### Instrucción:
Convierte todas las líneas de los registros siguientes en una lista JSON de cadenas, con una cadena por cada línea y sin incluir las líneas en blanco.

### Registros extraídos:
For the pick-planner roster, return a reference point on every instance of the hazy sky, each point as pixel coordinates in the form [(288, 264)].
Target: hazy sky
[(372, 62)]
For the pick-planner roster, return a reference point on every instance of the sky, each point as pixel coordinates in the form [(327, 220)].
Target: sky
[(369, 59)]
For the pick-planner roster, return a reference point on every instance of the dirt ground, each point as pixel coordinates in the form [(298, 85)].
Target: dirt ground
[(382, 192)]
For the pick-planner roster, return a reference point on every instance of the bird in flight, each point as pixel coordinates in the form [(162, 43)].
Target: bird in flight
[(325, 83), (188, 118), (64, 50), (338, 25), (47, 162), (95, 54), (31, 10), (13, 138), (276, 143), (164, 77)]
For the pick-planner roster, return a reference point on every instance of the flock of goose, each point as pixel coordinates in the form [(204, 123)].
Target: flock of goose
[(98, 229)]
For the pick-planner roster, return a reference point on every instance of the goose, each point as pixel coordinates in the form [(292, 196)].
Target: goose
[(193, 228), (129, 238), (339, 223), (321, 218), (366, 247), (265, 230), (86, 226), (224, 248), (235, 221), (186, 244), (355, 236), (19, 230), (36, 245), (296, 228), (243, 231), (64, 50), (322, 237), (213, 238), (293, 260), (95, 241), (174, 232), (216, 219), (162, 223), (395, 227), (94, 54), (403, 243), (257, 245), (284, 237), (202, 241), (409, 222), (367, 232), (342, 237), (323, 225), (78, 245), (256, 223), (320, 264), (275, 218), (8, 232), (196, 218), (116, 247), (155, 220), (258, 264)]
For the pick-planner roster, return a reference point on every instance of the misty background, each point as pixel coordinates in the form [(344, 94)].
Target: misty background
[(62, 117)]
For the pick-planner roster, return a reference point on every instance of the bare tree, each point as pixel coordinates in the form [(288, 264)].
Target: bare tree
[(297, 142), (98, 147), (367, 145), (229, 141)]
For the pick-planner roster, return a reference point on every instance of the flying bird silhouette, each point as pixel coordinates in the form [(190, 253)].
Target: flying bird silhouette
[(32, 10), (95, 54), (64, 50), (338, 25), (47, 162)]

### Resultado:
[
  "For the pick-planner roster, return a reference point on every instance of the hazy sky, each point as pixel coordinates in the form [(288, 264)].",
  "Target: hazy sky",
  "[(372, 62)]",
  "For the pick-planner roster, return a reference point on every instance of the sky, each point as pixel coordinates in the form [(327, 220)].",
  "Target: sky",
  "[(369, 59)]",
  "For the pick-planner roster, return a reference point on every instance of the dirt ground, each point as pixel coordinates in the form [(298, 85)].",
  "Target: dirt ground",
  "[(382, 192)]",
  "For the pick-planner roster, return a reference point on every instance of the bird in flight, each point as pixel coordinates in the form [(162, 43)].",
  "Target: bird in flight",
  "[(325, 83), (188, 118), (64, 50), (338, 25), (47, 162), (95, 54), (31, 10), (13, 138), (276, 143), (164, 77)]",
  "For the pick-planner roster, return a reference point on every instance of the flock of goose, each point as pixel coordinates in the form [(204, 123)].",
  "Target: flock of goose",
  "[(98, 229)]",
  "For the pick-planner roster, return a reference point on every instance of the goose, each point as pixel coordinates in the form [(292, 196)].",
  "Target: goose",
  "[(193, 228), (129, 238), (339, 223), (321, 218), (366, 247), (265, 230), (86, 226), (224, 248), (235, 221), (186, 244), (355, 236), (19, 230), (36, 245), (296, 228), (243, 231), (64, 50), (322, 237), (213, 238), (293, 260), (95, 241), (174, 232), (216, 219), (162, 223), (395, 227), (94, 54), (403, 243), (257, 245), (284, 237), (202, 241), (409, 222), (367, 232), (342, 237), (323, 225), (78, 245), (256, 223), (320, 264), (275, 218), (8, 232), (196, 218), (116, 247), (155, 220), (258, 264)]",
  "For the pick-planner roster, return a reference point on every instance of the misty background, each point as pixel coordinates in the form [(344, 94)].",
  "Target: misty background",
  "[(62, 117)]",
  "For the pick-planner roster, return a reference point on every instance of the bare tree, each point as pixel coordinates in the form [(288, 264)].",
  "Target: bare tree",
  "[(297, 142), (98, 147), (367, 145), (229, 141)]",
  "For the pick-planner roster, return a reference point on every instance of the flying bird silhouette, each point as pixel coordinates in the form [(190, 253)].",
  "Target: flying bird silhouette",
  "[(32, 10), (95, 54), (64, 50), (338, 25), (47, 162)]"
]